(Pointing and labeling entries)
------------------------------------------------------------------------

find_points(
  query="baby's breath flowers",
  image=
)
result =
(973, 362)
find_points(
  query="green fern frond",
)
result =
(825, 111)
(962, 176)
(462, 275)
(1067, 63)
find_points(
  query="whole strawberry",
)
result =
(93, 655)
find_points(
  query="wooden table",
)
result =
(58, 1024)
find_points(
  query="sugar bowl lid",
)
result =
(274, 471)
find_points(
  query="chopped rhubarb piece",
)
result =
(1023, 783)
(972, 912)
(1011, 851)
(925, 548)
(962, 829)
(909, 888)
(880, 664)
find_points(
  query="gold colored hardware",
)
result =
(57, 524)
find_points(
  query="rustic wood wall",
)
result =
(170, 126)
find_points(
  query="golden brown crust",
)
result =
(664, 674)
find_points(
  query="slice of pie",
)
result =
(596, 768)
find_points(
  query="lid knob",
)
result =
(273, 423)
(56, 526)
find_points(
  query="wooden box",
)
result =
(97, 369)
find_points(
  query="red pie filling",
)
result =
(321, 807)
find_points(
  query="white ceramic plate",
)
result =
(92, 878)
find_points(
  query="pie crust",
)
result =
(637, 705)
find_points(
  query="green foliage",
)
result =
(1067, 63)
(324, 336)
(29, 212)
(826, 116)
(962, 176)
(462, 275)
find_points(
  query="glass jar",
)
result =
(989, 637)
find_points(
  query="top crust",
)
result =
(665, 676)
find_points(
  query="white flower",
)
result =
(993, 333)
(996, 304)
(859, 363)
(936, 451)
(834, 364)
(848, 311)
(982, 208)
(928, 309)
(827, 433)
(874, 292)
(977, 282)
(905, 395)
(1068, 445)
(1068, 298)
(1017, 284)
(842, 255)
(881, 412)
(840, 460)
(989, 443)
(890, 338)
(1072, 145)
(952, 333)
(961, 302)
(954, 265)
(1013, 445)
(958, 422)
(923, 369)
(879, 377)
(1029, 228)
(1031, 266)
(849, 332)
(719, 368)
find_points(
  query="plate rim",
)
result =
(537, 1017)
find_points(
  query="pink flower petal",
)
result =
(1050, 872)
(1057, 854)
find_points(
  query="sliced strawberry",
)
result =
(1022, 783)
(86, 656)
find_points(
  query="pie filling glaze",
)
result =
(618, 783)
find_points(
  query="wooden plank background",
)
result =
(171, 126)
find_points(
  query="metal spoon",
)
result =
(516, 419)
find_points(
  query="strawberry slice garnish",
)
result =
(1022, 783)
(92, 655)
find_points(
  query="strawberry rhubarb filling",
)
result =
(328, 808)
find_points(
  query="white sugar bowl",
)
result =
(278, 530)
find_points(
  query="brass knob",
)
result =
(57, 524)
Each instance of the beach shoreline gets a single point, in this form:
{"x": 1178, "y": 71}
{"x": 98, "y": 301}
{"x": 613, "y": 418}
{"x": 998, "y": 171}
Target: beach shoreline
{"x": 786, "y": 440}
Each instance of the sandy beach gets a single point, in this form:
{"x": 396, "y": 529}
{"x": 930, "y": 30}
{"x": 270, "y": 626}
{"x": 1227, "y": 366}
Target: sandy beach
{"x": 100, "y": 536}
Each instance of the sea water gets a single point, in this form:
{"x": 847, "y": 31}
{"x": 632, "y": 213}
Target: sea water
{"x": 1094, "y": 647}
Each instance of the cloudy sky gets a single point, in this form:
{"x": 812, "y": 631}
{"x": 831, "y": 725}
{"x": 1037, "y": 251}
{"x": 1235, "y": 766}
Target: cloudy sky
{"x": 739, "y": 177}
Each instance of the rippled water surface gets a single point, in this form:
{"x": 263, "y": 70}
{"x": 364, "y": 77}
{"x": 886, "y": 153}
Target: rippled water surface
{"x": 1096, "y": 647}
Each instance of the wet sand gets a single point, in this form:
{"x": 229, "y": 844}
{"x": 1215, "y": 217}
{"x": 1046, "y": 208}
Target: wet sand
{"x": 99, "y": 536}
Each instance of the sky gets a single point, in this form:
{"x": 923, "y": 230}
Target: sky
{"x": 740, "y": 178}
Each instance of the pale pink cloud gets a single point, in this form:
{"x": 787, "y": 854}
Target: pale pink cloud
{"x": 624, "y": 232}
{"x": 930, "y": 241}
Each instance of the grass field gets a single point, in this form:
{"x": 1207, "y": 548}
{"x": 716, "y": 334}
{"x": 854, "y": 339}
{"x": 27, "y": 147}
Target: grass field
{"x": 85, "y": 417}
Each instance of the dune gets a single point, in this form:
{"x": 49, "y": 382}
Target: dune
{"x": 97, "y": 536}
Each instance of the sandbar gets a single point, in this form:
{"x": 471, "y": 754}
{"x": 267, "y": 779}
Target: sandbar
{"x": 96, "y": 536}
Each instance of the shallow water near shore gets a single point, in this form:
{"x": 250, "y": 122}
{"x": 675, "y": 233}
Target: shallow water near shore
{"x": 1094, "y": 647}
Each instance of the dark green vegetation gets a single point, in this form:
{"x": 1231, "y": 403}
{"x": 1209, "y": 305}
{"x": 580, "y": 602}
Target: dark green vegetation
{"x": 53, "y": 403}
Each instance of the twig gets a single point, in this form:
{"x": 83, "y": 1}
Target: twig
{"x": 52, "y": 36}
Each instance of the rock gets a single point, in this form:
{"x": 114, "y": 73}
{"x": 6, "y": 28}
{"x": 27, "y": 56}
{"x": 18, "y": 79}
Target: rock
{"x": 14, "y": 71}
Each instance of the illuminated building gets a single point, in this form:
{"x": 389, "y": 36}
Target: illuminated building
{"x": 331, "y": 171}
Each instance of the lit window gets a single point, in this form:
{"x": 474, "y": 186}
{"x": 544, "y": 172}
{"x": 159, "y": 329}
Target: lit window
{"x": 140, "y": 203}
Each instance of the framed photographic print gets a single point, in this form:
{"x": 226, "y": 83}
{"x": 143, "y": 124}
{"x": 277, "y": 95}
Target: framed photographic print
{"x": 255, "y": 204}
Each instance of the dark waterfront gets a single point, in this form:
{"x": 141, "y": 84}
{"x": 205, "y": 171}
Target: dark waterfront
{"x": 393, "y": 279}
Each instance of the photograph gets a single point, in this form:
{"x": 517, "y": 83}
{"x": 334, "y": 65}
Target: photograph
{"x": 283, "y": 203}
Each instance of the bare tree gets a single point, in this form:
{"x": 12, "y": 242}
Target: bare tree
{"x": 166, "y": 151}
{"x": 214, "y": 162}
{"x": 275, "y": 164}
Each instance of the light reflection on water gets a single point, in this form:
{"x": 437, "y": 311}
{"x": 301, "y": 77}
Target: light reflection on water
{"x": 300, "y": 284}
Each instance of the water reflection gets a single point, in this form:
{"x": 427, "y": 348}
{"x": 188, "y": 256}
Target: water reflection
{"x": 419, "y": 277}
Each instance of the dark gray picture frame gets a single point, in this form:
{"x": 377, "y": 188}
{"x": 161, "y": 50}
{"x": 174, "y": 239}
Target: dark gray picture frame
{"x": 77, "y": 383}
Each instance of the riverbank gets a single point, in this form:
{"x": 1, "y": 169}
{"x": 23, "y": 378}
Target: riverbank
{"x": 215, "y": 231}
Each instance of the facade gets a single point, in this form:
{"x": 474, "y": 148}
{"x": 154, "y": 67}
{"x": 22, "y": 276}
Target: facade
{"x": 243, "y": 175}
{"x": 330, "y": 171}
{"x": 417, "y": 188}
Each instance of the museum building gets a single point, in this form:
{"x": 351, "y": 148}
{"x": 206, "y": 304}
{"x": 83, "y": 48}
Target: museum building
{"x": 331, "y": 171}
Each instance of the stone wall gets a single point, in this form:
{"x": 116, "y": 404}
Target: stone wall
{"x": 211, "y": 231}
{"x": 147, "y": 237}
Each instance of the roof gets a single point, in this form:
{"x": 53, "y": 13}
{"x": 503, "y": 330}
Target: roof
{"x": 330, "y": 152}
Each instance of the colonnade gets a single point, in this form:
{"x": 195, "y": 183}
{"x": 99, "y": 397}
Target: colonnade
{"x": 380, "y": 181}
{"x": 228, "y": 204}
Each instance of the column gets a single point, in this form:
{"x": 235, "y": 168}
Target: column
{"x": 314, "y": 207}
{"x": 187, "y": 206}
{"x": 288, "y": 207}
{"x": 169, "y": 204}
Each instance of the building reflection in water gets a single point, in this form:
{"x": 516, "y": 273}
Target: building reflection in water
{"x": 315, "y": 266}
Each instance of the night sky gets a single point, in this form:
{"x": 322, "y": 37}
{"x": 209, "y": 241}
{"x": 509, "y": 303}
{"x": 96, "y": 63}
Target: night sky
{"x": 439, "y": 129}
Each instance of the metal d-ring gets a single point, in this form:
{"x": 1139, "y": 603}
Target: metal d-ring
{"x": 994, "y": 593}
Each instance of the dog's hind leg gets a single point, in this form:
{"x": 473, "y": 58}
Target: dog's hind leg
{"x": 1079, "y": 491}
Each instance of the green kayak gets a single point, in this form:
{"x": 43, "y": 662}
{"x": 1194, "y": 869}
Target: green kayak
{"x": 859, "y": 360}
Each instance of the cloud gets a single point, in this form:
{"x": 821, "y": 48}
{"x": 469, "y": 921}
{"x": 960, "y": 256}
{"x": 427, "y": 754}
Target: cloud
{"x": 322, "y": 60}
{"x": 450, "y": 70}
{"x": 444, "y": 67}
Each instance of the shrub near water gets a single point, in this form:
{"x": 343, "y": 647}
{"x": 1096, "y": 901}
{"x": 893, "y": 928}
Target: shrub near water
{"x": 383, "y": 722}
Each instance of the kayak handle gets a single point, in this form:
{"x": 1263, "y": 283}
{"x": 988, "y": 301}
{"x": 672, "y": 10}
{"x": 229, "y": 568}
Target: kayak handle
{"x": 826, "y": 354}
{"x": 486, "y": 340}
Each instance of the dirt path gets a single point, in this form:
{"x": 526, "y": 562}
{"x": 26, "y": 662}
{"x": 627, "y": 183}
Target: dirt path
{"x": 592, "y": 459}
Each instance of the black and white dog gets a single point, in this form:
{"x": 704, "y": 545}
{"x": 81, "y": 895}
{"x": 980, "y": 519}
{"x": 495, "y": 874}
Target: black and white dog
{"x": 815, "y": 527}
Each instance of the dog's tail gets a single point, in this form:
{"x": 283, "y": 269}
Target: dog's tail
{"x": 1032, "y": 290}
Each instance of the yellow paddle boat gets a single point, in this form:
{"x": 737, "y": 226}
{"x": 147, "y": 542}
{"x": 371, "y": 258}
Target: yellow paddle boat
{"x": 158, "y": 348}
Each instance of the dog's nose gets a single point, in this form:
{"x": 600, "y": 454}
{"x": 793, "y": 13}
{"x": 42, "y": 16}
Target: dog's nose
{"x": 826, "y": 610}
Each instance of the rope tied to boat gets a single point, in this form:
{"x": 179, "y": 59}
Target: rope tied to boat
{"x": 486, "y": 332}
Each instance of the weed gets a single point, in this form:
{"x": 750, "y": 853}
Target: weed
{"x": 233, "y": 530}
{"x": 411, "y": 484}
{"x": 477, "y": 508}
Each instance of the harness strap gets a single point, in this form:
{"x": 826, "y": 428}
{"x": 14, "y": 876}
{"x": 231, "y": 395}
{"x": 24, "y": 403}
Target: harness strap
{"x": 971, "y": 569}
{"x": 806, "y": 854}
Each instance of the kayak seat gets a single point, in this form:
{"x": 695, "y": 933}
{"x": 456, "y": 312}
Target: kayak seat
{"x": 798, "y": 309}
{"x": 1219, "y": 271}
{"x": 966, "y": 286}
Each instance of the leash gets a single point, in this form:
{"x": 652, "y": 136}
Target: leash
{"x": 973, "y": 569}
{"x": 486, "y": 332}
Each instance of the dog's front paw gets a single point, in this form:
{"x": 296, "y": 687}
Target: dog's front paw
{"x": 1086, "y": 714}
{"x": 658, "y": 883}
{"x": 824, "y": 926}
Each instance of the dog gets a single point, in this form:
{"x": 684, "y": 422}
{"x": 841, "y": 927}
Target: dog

------------------------------------------------------------------------

> **Your goal**:
Repeat word for word the lines running from the line containing "Each instance of the rope" to the end of the entries above, inclusive.

> **Answer**:
Each instance of the rope tied to boat gets a single point, in this form:
{"x": 179, "y": 59}
Target: rope tied to boat
{"x": 486, "y": 332}
Each instance of the weed gets a single point, in this form:
{"x": 750, "y": 853}
Target: weed
{"x": 233, "y": 530}
{"x": 411, "y": 484}
{"x": 477, "y": 508}
Each instance of the harness strap gets a single point, in this form:
{"x": 826, "y": 428}
{"x": 14, "y": 876}
{"x": 231, "y": 395}
{"x": 24, "y": 403}
Target: harness strap
{"x": 971, "y": 569}
{"x": 806, "y": 854}
Each instance of the kayak seat gets a single point, in this form:
{"x": 695, "y": 933}
{"x": 456, "y": 312}
Target: kayak seat
{"x": 798, "y": 309}
{"x": 1219, "y": 271}
{"x": 966, "y": 286}
Each instance of the leash gets a single point, in this form:
{"x": 652, "y": 136}
Target: leash
{"x": 973, "y": 569}
{"x": 486, "y": 332}
Each instance of the dog's front paw gets a single point, in this form:
{"x": 296, "y": 687}
Target: dog's front paw
{"x": 1086, "y": 714}
{"x": 658, "y": 883}
{"x": 824, "y": 926}
Each instance of the dog gets a single point, in this form:
{"x": 684, "y": 422}
{"x": 841, "y": 927}
Target: dog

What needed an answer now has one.